[Stored items from a collection]
+--

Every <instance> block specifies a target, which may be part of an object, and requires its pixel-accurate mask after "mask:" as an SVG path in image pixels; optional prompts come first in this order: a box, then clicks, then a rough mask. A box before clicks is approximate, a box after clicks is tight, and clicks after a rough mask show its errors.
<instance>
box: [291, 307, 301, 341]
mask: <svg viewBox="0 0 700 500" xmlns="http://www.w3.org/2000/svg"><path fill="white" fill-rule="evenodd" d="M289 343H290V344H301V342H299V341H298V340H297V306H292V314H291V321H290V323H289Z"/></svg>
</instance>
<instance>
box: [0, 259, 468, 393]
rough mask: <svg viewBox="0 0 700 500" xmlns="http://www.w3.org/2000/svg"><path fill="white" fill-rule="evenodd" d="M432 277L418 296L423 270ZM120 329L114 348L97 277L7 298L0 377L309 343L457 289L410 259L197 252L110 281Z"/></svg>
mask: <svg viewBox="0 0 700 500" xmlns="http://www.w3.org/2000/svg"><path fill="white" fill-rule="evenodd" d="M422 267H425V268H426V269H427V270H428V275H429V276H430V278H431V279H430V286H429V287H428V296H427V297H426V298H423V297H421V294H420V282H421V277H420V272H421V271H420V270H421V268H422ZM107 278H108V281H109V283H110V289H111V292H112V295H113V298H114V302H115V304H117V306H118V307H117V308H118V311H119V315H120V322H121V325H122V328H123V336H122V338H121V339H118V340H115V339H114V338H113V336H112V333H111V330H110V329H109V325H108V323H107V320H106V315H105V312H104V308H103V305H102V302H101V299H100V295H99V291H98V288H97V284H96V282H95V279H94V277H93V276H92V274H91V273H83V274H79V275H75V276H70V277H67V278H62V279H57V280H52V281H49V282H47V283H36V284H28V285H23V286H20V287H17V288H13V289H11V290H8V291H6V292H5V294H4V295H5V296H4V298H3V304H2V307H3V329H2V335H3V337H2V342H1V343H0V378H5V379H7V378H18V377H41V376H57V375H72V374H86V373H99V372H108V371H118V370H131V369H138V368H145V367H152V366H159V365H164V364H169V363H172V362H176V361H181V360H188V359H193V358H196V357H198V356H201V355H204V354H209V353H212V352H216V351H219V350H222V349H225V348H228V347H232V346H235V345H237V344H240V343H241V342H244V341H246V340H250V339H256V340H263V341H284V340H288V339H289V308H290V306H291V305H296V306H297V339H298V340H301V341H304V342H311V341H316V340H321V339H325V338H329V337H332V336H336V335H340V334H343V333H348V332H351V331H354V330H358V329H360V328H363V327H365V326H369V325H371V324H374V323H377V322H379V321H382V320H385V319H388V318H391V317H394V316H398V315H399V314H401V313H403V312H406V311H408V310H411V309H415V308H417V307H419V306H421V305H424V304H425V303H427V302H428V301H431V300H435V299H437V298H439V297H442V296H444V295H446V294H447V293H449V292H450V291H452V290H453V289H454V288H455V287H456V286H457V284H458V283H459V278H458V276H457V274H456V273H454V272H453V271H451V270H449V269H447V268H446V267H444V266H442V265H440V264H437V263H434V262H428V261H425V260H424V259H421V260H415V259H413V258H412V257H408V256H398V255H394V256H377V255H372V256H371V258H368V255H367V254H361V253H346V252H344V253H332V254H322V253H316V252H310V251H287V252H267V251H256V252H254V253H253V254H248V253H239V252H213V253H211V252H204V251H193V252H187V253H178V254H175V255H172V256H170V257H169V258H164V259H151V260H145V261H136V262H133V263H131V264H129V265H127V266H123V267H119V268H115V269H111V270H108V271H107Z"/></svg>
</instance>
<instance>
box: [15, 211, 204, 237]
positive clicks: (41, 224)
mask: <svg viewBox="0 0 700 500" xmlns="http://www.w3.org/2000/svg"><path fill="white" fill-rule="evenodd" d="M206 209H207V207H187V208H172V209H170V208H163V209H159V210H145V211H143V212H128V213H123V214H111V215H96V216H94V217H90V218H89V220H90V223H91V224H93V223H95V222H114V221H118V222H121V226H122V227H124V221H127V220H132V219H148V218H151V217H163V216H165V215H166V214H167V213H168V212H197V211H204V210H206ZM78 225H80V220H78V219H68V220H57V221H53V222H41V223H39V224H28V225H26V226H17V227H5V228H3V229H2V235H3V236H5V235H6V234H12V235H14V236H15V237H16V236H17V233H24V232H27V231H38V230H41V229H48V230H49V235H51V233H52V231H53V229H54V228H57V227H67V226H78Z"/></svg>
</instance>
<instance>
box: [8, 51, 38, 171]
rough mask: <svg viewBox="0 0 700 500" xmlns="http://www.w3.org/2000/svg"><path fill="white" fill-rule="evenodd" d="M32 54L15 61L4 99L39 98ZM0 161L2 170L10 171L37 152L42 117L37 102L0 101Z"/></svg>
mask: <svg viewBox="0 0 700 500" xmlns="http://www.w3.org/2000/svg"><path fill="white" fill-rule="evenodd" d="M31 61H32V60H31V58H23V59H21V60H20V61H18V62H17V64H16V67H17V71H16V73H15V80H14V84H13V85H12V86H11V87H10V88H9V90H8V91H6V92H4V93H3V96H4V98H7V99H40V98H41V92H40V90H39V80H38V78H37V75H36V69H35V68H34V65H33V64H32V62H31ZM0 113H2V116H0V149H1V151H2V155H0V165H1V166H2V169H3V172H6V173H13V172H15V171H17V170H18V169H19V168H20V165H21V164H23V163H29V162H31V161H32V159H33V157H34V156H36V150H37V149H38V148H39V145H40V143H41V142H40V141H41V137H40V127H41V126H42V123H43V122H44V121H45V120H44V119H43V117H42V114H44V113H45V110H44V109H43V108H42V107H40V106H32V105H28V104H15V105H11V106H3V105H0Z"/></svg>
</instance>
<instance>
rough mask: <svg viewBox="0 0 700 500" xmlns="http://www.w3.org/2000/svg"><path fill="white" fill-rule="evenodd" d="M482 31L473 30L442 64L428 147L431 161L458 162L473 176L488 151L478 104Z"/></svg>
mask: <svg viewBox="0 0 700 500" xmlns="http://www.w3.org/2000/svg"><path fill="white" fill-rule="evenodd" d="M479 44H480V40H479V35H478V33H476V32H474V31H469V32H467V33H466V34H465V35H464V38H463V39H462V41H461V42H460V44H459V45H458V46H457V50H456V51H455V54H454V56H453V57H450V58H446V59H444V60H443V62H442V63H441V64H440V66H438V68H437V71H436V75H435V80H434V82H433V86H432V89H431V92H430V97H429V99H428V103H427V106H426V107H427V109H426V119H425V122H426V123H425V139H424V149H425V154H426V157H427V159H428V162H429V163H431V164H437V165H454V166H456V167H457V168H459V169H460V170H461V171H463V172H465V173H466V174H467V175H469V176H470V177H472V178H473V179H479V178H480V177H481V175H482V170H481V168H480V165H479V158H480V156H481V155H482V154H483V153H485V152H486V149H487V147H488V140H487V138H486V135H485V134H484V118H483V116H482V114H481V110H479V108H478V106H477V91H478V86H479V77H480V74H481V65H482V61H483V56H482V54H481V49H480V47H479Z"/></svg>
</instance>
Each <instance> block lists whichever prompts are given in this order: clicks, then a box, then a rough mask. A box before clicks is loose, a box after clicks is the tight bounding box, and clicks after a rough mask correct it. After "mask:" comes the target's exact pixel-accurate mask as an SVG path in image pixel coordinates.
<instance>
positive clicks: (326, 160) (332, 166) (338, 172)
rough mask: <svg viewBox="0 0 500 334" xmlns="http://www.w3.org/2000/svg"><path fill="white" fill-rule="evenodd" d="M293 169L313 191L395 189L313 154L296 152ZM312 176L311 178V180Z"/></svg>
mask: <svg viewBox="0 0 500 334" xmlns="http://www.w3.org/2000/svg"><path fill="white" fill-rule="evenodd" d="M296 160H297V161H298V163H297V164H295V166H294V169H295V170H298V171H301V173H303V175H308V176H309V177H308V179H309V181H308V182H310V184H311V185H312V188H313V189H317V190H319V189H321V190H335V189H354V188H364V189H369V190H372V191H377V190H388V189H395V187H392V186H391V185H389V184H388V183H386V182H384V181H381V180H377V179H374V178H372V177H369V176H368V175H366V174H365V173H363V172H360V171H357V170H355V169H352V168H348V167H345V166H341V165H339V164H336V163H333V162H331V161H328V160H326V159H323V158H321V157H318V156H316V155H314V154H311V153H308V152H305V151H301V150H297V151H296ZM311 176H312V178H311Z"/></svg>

+--

WORK INSTRUCTION
Copy out every line in the records above that contains the word "positive".

RESPONSE TO THE TASK
positive clicks: (41, 224)
positive clicks: (326, 160) (332, 166) (338, 172)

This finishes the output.